Exercise prompt:
Please render every line of the records below as a Markdown table with two columns, Row for the row number and Text for the line, leaving out blank lines.

++++++++++++++++++++

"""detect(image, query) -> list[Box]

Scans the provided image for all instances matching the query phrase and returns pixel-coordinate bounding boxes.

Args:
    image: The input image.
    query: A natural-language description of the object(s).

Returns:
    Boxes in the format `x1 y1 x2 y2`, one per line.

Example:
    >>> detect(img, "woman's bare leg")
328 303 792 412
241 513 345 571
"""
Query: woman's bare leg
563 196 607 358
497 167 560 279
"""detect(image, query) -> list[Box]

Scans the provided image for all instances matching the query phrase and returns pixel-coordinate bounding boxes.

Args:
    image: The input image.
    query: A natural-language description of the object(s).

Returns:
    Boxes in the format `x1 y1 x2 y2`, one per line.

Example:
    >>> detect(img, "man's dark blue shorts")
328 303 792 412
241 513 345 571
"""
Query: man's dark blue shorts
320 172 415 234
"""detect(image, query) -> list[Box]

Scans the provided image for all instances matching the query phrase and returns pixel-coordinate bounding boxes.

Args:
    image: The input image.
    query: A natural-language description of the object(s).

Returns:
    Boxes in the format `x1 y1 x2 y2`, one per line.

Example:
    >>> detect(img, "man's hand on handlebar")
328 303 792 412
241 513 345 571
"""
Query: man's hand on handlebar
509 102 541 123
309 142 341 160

++++++++++++++++++++

Result of this task:
| Row | Text |
|---|---|
| 1 | """detect(image, query) -> list[Box] |
| 2 | Scans the provided image for all instances matching the query phrase and returns pixel-coordinate bounding boxes. |
| 3 | Args: |
| 4 |     image: The input image. |
| 5 |     query: A natural-language description of the object(s). |
| 6 | Returns: |
| 7 |     Boxes in the format `x1 y1 x2 y2`, one per line. |
| 8 | Example: |
| 9 |     >>> detect(img, "woman's bare leg") |
| 10 | 328 303 792 412 |
| 11 | 241 513 345 571 |
| 12 | """ |
| 13 | Query: woman's bare leg |
| 14 | 563 196 607 358 |
| 15 | 497 167 560 279 |
| 16 | """detect(image, query) -> list[Box] |
| 17 | Scans the provided image for all instances matching the query phrase and returns pixel-coordinate bounding boxes. |
| 18 | Args: |
| 19 |     image: The input image. |
| 20 |     query: A natural-language description of the object(s). |
| 21 | Returns: |
| 22 |     Boxes in the format `x1 y1 x2 y2`, one per line. |
| 23 | Example: |
| 24 |     >>> detect(img, "man's dark blue shorts") |
| 25 | 328 303 792 412 |
| 26 | 241 513 345 571 |
| 27 | """ |
| 28 | Query: man's dark blue shorts |
| 29 | 320 172 415 234 |
| 30 | """detect(image, query) -> list[Box] |
| 31 | Scans the provided image for all instances matching the query phrase and returns pixel-coordinate bounding boxes. |
| 32 | Args: |
| 33 |     image: The input image. |
| 34 |     query: A natural-language description of the object(s). |
| 35 | Returns: |
| 36 |     Boxes in the format `x1 y1 x2 y2`, one per line. |
| 37 | Example: |
| 38 |     >>> detect(img, "man's hand on handlebar") |
| 39 | 328 303 792 412 |
| 40 | 241 513 345 571 |
| 41 | """ |
| 42 | Query: man's hand on handlebar |
| 43 | 509 102 541 123 |
| 44 | 309 142 341 160 |